Collected data
# # # #

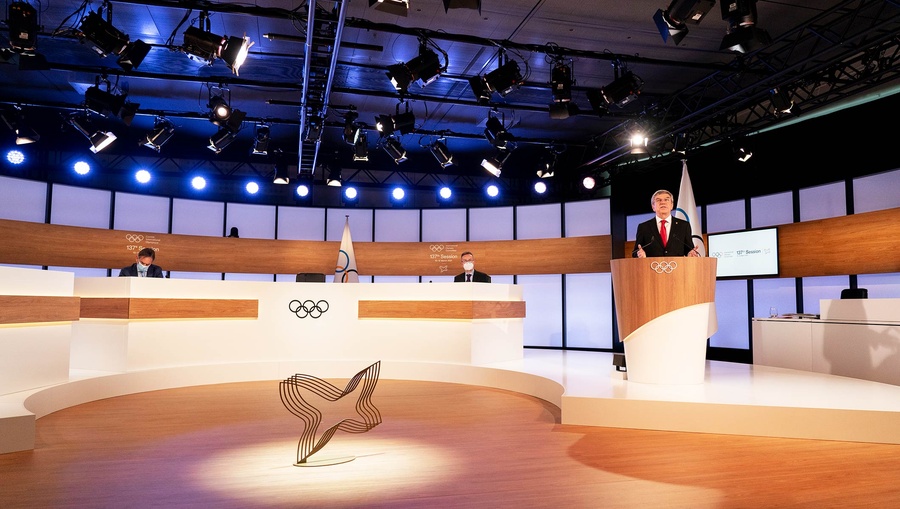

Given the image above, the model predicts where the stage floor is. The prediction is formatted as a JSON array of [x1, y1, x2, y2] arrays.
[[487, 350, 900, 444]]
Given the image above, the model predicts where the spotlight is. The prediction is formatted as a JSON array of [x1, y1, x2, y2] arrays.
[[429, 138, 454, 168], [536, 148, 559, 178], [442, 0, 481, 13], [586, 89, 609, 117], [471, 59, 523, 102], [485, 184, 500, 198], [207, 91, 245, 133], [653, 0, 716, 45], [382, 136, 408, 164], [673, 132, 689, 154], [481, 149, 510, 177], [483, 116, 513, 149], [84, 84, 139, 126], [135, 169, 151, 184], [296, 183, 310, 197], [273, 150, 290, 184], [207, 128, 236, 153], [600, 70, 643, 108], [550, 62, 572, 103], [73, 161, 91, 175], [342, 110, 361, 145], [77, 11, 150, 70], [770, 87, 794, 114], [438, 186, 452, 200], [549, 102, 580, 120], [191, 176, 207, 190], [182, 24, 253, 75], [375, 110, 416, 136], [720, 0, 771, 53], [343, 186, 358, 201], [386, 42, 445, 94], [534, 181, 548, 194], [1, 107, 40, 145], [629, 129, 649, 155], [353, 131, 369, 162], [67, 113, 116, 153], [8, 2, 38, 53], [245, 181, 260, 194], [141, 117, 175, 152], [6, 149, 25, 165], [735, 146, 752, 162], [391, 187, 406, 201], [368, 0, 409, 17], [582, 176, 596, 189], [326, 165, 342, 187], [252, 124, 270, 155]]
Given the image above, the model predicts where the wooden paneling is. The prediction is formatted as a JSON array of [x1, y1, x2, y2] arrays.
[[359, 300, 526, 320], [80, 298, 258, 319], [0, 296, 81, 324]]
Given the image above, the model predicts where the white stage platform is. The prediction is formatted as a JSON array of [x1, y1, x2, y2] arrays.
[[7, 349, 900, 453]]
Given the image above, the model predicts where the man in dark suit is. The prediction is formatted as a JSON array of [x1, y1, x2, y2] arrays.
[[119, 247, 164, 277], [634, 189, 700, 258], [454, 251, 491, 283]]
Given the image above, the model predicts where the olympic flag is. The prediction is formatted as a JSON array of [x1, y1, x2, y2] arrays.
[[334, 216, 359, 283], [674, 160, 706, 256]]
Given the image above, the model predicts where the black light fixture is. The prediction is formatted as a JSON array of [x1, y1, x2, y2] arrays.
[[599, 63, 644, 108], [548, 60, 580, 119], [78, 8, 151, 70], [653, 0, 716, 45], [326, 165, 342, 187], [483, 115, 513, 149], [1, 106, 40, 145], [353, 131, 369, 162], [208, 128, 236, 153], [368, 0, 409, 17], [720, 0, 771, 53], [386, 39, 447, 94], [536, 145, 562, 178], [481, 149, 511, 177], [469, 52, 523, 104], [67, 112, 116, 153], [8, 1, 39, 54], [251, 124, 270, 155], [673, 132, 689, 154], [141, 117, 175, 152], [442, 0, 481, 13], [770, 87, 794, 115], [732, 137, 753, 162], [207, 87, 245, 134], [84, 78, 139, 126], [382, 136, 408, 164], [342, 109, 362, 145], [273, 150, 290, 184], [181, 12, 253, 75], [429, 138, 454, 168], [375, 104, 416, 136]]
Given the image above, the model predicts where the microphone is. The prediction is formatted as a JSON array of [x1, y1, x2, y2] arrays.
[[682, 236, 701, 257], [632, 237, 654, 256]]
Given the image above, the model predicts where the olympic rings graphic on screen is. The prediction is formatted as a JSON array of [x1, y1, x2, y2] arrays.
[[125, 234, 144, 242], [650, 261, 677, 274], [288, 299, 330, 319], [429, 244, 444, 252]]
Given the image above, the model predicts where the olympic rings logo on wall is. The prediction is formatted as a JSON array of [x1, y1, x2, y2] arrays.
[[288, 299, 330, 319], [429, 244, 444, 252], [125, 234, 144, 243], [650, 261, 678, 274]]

# # # #

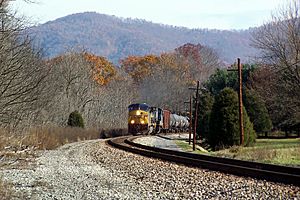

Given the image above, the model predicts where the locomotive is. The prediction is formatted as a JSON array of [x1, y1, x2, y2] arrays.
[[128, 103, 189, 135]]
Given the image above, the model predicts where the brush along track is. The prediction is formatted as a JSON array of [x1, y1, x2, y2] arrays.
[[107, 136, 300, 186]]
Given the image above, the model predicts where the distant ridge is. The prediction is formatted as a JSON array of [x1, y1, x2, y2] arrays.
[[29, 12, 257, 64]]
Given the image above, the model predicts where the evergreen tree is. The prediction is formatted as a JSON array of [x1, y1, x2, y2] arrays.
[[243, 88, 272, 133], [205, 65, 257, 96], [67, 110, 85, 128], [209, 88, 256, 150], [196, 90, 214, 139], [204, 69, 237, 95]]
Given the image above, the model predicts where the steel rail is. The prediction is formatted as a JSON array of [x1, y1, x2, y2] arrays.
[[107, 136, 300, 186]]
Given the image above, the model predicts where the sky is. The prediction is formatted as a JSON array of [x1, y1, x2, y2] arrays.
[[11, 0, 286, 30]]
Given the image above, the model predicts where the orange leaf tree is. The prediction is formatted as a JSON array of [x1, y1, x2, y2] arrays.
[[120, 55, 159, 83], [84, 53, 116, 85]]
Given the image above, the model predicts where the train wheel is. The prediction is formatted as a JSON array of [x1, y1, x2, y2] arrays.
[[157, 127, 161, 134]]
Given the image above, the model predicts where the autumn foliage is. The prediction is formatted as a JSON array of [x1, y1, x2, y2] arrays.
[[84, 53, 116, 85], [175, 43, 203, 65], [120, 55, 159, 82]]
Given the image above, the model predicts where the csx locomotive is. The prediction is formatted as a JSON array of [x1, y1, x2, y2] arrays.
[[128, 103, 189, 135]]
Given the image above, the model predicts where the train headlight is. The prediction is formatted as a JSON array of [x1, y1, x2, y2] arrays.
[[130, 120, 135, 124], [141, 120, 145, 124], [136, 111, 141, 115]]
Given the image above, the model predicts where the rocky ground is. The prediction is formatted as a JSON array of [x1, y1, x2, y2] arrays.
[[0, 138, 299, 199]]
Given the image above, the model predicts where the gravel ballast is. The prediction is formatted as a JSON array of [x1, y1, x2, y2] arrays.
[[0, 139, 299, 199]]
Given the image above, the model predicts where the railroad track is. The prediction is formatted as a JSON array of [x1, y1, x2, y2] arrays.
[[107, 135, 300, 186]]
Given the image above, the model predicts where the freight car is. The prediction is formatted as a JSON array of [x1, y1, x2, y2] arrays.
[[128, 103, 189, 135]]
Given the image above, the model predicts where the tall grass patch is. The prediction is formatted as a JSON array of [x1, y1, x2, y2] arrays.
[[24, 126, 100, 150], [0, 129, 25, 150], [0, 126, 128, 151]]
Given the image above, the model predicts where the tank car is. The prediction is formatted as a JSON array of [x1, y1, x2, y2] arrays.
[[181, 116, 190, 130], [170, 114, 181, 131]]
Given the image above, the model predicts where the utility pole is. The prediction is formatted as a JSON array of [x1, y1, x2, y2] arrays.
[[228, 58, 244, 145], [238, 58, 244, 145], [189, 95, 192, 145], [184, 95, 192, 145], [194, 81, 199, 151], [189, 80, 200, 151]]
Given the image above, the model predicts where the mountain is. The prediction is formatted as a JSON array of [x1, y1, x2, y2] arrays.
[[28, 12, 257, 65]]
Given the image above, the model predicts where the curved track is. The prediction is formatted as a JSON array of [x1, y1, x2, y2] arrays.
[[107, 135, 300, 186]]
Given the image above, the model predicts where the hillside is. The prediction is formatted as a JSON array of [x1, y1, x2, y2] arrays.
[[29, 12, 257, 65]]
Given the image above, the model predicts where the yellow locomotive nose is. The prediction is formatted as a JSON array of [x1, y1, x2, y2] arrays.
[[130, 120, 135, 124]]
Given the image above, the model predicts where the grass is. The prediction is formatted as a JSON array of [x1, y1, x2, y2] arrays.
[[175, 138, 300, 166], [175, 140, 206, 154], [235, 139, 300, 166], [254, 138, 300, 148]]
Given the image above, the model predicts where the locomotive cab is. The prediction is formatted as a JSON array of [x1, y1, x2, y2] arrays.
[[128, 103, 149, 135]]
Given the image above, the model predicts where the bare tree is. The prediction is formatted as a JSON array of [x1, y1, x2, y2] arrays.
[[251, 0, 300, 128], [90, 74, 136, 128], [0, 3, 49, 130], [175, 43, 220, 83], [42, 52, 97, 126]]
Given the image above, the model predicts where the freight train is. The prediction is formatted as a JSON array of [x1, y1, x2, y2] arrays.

# # # #

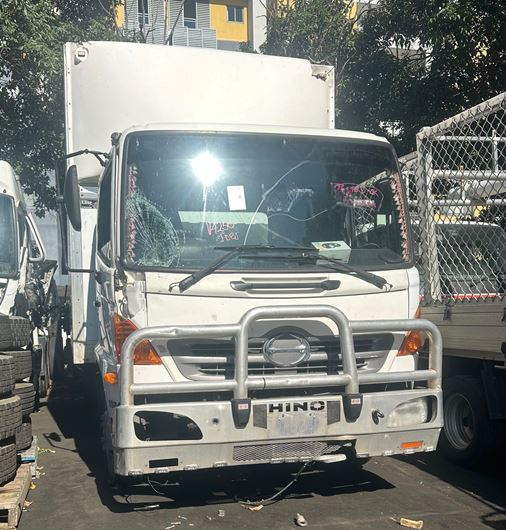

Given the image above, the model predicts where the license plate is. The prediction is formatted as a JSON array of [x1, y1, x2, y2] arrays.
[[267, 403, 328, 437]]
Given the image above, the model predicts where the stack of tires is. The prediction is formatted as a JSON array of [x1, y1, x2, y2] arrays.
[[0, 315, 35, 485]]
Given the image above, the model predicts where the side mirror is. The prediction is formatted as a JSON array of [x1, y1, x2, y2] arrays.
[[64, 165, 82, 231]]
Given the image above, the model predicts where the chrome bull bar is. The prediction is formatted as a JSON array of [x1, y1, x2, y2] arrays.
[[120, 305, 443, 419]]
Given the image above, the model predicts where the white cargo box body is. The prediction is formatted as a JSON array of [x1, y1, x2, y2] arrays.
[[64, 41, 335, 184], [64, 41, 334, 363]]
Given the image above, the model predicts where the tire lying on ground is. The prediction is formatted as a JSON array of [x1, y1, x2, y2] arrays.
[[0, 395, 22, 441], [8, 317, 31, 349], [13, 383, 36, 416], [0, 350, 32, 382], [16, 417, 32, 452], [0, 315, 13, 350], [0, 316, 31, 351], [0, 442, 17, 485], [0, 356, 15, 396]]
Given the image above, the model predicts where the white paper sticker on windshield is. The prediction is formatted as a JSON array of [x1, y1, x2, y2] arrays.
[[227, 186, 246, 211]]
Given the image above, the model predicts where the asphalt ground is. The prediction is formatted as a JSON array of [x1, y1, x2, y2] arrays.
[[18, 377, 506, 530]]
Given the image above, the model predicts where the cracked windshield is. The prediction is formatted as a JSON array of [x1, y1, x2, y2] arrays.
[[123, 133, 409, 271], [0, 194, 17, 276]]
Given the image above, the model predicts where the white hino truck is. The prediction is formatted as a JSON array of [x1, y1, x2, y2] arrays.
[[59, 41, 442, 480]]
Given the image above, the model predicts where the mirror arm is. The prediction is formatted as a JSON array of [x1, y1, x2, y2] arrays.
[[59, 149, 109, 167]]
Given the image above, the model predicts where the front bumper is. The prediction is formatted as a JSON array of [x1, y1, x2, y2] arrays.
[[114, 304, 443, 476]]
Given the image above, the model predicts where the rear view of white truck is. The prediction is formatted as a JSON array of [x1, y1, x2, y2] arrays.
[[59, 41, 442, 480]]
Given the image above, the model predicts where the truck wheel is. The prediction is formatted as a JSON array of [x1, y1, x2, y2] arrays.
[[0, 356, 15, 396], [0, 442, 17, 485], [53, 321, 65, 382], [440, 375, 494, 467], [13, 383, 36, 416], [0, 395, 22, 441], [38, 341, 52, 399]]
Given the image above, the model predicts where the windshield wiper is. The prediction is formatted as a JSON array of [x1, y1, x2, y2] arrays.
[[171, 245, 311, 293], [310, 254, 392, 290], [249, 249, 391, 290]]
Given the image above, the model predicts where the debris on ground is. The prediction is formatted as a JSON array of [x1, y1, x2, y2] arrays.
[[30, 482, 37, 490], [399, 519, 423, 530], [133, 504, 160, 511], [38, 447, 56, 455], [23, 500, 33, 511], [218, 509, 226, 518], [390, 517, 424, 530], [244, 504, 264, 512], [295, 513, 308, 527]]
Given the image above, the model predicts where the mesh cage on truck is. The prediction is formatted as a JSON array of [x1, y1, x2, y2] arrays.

# # # #

ABOUT THIS TASK:
Return only the lines between the one holding "Given the image above, the model predicts where the mountain" and the one holding "the freight train", inclusive, exactly as they appear above.

TASK RESULT:
Given the image above, the model predicts where the mountain is. The prediction is formatted as a JSON array of [x1, y1, x2, y2] arrays.
[[28, 12, 257, 65]]
Given the image above, the model predicts where the curved track is. The prediction is formatted as a JSON array of [x1, y1, x2, y2] arrays.
[[107, 135, 300, 186]]
Given the image above, the model predicts where the hillside is. The prediction is formatted as a JSON array of [x1, y1, x2, y2] arrays.
[[29, 12, 257, 65]]
Given the image above, the model predicts where the yellow locomotive nose is. The prediction is formatted as a JSON array of [x1, y1, x2, y2] arrays.
[[130, 120, 135, 124]]
Given the image above, the model predicts where the grass is. The prediction is formatted as a JSON array of [x1, y1, x2, y2] arrays.
[[175, 138, 300, 166], [175, 140, 206, 154], [235, 139, 300, 166], [254, 138, 300, 148]]
Given the image above, the model predicts where the locomotive cab is. The prediction is formatted as a JSON array of [x1, y1, x2, y2] arrays.
[[128, 103, 149, 135]]
Given the image above, the model predicts where the bare tree is. The prediction is formatted as a JSON array of [x1, y1, x2, y2] arrays.
[[251, 0, 300, 128], [90, 74, 136, 128], [0, 3, 49, 130], [175, 43, 220, 83], [42, 52, 97, 126]]
Given the image above, the model predicts where the freight train is. The prediction is formatted as a JSON array of [x1, y1, x2, y2] arrays.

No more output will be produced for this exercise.